## What is being asked
Keep only the lines that hold the string "railing", filtering out the rest of the entries below.

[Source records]
-- Opening Marker --
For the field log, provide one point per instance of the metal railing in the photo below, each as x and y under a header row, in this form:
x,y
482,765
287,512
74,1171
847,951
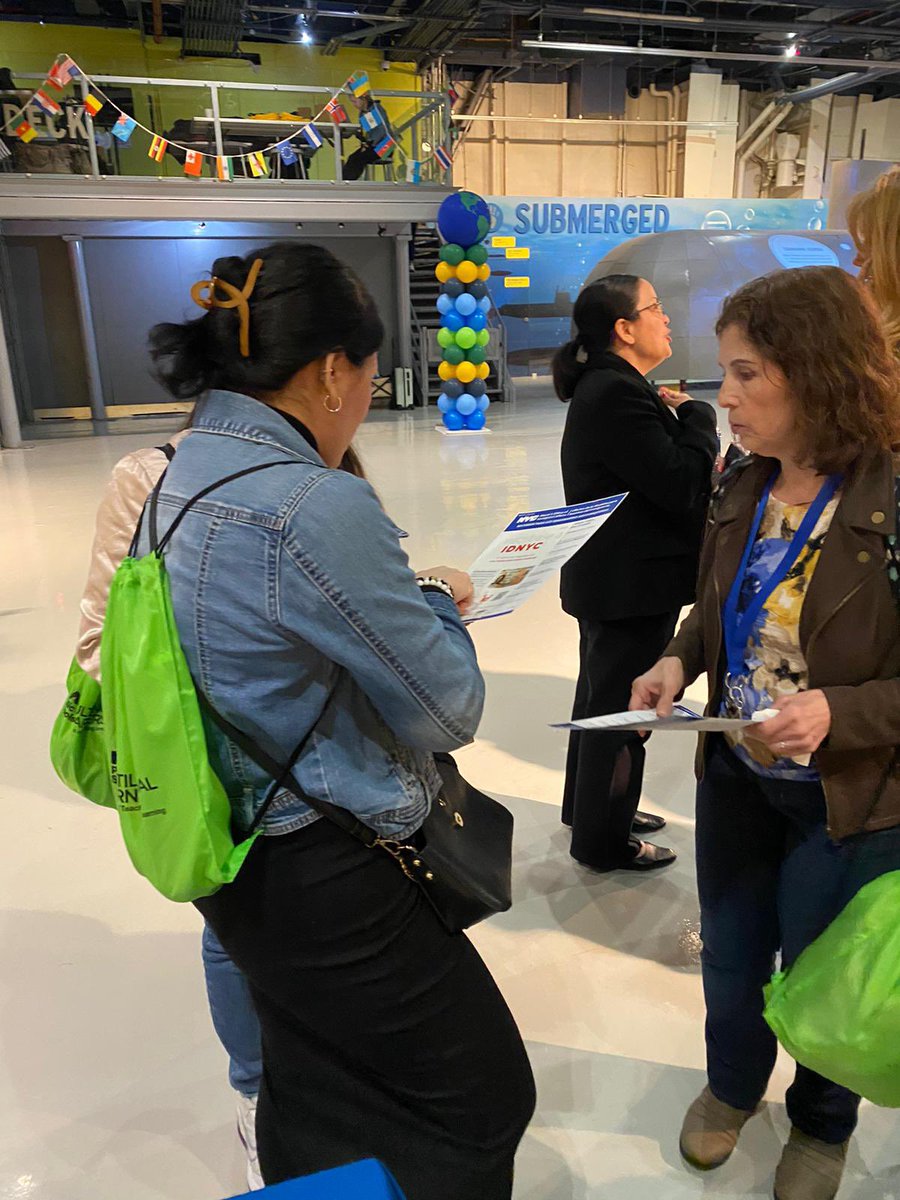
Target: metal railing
-- Closing Marker --
-- Opening Marker --
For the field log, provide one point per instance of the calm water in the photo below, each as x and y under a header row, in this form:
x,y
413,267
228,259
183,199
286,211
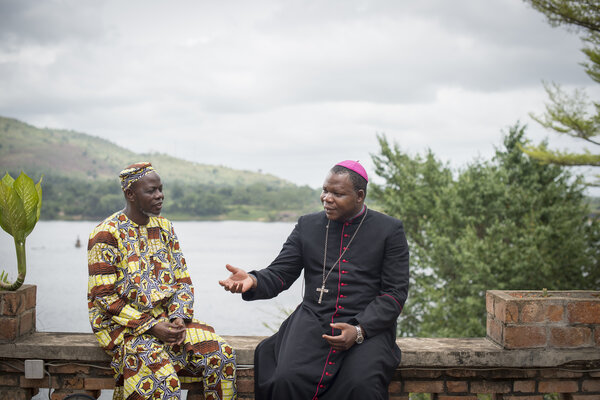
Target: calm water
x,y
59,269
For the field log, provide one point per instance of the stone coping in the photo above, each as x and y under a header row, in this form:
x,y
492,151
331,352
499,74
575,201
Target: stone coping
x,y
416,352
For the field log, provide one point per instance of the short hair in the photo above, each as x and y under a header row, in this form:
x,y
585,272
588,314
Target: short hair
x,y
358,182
-- Closing Marker --
-- Opening Marker --
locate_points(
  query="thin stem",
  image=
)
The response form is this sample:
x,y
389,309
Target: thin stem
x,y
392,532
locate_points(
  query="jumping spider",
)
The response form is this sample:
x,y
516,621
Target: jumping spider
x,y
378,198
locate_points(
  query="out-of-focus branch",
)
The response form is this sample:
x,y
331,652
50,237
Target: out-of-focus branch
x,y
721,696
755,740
-- Closing Marker --
## Result
For the field log, provide one point per instance of the metal railing in the photo below, each as x and y under a header row, in this form:
Target: metal railing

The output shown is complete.